I. Order to Show Cause for a Contempt Citation

On December 19, 2011, the undersigned issued an order reciting the history of plaintiff's efforts to obtain discovery pursuant to a subpoena duces tecum served on nonparty CDCR on August 26, 2011. The court will not repeat that history here. Plaintiff asks the court to sanction CDCR for its failure to adequately respond to the subpoena, correctly noting that this court has authority to hold the CDCR in contempt for failing, without adequate excuse, to obey the subpoena. Fed. R. Civ. P. 45(e).

The only authority in the Federal Rules of Civil Procedure for the imposition of sanctions against a nonparty for failure to comply with a subpoena duces tecum is Rule 45[e]. [footnote omitted] Fisher v. Marubeni Cotton Corp., 526 F.2d 1338, 1341 (8th Cir. 1975).
Pennwalt Corp. v. Durand-Wayland, Inc., 708 F.2d 492, 494 (9th Cir. 1983). Rule 37 of the Federal Rules of Civil Procedure is not applicable. Pennwalt Corp., 708 F.2d at 494. A subpoena shall "command each person to whom it is directed to attend and give testimony or to produce and permit inspection and copying of designated books, documents or tangible things in the possession, custody or control of that person." Fed. R. Civ. P. 45(a)(1)(iii). The issuing court may hold a person in contempt for failing to obey a subpoena. Fed. R. Civ. P. 45(e). "Even though subpoenas are issued by attorneys, they are issued on behalf of the Court and should be treated as orders of the Court." Higginbotham v. KCS Int'l, Inc., 202 F.R.D. 444, 455 (D. Md. 2001) (citing Advisory Committee Notes to Rule 45(a) 1991 amend. ["Although the subpoena is in a sense the command of the attorney who completes the form, defiance of a subpoena is nevertheless an act of defiance of a court order and exposes the defiant witness to contempt sanctions"] ); Halawani v. Wolfenbarger, 2008 WL 5188813, *7 (E.D. Mich. Dec. 10, 2008) (same).)

▶ **ROWS**:
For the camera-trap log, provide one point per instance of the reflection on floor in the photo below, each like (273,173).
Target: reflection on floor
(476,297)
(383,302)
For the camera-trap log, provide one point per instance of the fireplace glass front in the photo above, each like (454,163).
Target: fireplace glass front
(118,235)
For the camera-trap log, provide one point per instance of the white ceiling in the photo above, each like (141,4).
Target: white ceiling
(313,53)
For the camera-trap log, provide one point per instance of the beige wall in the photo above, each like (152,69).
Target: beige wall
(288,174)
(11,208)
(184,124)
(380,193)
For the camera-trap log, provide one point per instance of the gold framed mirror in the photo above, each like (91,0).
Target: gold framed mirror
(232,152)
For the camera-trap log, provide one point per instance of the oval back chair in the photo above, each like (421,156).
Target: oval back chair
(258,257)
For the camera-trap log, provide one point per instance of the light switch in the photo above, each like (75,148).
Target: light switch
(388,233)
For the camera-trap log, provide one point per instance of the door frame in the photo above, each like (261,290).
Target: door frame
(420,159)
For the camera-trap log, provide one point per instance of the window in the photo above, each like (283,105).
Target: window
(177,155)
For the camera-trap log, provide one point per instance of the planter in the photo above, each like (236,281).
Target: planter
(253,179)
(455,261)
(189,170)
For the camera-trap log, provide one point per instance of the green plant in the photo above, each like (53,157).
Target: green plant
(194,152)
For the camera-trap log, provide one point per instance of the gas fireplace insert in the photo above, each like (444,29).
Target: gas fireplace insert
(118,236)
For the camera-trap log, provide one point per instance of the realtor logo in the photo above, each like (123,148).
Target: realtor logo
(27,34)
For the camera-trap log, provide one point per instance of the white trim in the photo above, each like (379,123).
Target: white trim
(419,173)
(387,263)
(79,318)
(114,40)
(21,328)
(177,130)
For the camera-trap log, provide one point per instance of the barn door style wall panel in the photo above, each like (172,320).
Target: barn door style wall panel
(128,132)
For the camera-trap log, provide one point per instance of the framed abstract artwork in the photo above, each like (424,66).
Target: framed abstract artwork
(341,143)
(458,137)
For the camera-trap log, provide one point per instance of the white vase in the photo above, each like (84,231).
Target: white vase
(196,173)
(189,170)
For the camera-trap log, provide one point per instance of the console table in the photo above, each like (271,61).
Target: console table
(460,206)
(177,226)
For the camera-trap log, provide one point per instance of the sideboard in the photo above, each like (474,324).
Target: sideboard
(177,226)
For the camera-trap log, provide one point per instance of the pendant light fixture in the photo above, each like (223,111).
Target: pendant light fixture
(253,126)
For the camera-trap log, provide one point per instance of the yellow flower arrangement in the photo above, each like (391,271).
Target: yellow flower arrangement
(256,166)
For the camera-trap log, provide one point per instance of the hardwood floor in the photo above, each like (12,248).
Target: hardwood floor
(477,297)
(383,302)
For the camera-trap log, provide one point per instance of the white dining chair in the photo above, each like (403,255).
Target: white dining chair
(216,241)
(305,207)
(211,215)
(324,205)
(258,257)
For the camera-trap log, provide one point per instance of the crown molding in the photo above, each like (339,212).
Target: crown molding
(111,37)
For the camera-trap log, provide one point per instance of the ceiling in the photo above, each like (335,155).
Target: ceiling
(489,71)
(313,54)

▶ **WRITTEN TASK**: Reproduce word for word the portion of the subpoena contempt passage above between "The only authority" and "(8th Cir. 1975).", inclusive.

▶ **PROBLEM SOLUTION**:
The only authority in the Federal Rules of Civil Procedure for the imposition of sanctions against a nonparty for failure to comply with a subpoena duces tecum is Rule 45[e]. [footnote omitted] Fisher v. Marubeni Cotton Corp., 526 F.2d 1338, 1341 (8th Cir. 1975).